> [Work to complete] Only the number should be given: how many lines below contain "rear".

(Referring expression data)
↓

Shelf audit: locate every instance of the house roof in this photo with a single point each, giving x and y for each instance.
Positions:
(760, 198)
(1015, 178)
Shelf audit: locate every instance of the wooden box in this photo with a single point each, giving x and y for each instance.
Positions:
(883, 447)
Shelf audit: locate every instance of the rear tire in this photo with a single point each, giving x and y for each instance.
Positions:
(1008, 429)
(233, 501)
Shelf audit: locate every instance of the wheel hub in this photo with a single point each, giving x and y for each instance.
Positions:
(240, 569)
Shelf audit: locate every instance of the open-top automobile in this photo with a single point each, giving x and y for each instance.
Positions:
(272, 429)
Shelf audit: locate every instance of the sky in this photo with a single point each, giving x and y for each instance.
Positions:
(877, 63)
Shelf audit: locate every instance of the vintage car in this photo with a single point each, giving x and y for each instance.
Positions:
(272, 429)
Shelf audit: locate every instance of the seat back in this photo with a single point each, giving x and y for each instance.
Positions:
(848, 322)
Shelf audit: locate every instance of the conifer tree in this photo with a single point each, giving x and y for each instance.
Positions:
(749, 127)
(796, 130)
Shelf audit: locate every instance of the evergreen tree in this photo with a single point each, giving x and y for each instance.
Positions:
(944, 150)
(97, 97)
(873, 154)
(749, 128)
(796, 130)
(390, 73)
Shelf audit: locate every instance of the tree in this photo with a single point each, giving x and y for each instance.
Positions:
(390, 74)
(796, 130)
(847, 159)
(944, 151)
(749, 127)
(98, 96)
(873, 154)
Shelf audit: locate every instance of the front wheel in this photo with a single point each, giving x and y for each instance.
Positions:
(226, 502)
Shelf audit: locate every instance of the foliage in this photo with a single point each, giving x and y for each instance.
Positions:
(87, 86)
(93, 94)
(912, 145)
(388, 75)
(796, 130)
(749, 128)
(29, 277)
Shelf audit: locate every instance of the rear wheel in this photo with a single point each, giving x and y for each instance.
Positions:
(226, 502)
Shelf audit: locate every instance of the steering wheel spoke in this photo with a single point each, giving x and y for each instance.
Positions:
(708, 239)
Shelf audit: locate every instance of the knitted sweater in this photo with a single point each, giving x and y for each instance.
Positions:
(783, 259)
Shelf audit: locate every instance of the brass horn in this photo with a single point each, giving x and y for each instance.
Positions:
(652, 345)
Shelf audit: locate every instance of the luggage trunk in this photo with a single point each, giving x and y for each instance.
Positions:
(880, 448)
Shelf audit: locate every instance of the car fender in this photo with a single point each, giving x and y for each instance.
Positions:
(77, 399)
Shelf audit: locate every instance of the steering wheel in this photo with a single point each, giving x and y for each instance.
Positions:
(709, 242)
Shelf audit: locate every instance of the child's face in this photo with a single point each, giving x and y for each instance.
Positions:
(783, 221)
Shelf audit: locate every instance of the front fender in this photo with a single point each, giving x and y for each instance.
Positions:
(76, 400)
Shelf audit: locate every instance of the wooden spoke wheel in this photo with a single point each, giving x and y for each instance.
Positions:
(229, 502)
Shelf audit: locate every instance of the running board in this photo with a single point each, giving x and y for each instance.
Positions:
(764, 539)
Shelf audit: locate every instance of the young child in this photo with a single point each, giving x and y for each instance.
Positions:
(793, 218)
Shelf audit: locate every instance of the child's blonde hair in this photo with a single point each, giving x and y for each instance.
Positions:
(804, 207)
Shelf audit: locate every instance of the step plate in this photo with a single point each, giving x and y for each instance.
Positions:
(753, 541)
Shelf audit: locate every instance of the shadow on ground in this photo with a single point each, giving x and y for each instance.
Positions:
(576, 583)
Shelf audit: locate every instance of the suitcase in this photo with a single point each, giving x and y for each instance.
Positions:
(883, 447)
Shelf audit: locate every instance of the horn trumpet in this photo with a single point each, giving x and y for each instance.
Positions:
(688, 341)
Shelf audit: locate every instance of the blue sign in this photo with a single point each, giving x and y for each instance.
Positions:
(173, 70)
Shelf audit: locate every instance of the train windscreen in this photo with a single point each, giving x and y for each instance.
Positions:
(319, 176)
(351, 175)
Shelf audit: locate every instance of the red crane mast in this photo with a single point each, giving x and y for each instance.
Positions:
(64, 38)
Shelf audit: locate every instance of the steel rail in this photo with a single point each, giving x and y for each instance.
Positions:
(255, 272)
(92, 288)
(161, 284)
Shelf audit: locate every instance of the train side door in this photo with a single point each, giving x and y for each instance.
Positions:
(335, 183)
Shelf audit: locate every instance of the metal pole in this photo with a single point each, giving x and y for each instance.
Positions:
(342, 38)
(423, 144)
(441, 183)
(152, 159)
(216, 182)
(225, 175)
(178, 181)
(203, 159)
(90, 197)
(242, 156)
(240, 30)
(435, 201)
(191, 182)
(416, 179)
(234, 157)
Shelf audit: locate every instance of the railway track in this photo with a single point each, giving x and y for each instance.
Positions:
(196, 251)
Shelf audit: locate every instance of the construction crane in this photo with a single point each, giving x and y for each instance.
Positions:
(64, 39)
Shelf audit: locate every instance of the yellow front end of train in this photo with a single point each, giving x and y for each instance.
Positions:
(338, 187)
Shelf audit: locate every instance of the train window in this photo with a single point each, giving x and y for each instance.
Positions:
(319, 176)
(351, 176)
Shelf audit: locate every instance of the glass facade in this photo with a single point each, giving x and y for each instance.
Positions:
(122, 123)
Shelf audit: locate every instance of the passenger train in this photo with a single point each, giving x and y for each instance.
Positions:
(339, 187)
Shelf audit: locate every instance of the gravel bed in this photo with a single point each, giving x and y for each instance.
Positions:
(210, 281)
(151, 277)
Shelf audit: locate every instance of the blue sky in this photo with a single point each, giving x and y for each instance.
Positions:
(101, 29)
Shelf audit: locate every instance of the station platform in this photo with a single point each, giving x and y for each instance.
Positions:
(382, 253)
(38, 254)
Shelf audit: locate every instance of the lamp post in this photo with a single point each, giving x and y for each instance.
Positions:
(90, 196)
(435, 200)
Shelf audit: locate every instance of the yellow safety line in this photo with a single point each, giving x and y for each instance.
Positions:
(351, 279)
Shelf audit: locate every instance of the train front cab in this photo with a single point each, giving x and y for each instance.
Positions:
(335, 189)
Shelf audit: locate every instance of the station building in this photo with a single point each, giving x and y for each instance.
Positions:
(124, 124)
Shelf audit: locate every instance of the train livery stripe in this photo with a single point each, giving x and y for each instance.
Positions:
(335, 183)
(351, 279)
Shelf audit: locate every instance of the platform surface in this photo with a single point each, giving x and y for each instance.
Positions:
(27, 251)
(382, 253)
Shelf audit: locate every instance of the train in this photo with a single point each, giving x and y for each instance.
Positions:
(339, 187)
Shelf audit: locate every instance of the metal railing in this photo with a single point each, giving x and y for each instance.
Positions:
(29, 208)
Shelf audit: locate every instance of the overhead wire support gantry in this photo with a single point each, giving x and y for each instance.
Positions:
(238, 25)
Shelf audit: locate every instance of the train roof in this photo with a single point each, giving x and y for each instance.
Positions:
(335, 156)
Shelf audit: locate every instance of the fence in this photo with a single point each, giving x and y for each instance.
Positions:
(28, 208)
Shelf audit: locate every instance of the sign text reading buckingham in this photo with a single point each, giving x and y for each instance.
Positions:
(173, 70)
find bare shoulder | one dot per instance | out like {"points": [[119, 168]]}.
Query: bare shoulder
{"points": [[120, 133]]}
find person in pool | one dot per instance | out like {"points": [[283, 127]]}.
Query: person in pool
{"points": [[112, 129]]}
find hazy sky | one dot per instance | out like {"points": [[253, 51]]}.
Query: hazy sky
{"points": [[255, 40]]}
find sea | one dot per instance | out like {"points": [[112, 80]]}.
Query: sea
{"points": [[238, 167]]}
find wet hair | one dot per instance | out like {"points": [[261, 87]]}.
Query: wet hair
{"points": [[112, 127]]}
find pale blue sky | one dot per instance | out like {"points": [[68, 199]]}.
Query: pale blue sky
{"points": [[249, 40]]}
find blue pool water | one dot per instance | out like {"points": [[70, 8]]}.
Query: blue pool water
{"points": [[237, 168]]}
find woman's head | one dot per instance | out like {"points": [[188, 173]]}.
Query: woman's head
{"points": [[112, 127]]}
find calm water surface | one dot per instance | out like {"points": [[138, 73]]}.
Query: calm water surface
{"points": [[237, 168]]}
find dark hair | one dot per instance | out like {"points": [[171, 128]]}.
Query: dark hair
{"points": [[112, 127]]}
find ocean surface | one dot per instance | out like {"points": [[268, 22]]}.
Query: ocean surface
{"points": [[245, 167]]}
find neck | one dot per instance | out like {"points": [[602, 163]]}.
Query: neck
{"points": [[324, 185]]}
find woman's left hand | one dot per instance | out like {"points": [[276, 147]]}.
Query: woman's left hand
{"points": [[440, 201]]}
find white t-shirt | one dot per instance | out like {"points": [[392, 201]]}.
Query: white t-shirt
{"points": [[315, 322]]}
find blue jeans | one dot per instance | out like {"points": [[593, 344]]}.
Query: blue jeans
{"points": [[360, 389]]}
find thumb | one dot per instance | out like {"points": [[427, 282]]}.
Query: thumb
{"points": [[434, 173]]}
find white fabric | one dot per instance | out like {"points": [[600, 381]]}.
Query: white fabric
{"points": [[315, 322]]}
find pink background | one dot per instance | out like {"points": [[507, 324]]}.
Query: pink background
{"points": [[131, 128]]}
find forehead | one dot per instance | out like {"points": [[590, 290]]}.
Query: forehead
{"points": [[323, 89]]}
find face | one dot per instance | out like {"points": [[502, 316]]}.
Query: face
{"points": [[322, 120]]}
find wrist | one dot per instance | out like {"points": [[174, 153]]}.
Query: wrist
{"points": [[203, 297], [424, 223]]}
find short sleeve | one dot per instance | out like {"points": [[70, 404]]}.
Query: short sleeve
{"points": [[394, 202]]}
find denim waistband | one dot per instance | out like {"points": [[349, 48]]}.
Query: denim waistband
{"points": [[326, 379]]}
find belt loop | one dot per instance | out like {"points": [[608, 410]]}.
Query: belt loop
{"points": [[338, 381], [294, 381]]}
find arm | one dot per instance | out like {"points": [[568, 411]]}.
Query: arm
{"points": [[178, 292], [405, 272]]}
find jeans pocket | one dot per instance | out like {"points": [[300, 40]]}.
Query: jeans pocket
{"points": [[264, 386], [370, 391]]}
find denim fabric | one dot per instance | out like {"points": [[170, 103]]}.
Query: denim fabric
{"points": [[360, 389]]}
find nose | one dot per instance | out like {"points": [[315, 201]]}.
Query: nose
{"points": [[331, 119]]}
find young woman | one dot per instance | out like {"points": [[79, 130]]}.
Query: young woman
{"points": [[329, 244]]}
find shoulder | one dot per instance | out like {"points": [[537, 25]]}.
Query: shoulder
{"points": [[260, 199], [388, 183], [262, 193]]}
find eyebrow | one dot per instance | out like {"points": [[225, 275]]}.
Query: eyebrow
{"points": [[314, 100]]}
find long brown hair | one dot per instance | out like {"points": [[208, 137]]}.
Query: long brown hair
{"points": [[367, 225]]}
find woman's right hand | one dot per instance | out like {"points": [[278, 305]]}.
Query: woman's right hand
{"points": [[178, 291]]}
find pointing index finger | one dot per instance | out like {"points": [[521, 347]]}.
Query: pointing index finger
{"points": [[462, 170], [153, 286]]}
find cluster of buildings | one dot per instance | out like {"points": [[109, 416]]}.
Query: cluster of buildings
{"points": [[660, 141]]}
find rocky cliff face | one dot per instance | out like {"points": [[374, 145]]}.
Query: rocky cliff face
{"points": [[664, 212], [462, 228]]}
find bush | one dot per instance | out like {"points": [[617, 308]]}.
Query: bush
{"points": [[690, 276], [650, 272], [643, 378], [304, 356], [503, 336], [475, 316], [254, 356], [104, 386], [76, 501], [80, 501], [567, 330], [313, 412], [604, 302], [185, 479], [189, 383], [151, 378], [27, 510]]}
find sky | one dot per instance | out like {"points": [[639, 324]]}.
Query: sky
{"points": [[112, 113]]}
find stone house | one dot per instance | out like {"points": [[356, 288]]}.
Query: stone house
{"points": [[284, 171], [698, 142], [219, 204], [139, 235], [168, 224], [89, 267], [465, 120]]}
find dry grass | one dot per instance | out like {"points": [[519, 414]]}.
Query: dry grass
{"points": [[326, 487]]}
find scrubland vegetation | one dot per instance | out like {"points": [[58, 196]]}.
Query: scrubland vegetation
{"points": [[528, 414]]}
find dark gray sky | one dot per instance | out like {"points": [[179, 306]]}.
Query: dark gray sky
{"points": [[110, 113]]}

↑

> [Solved exercise] 2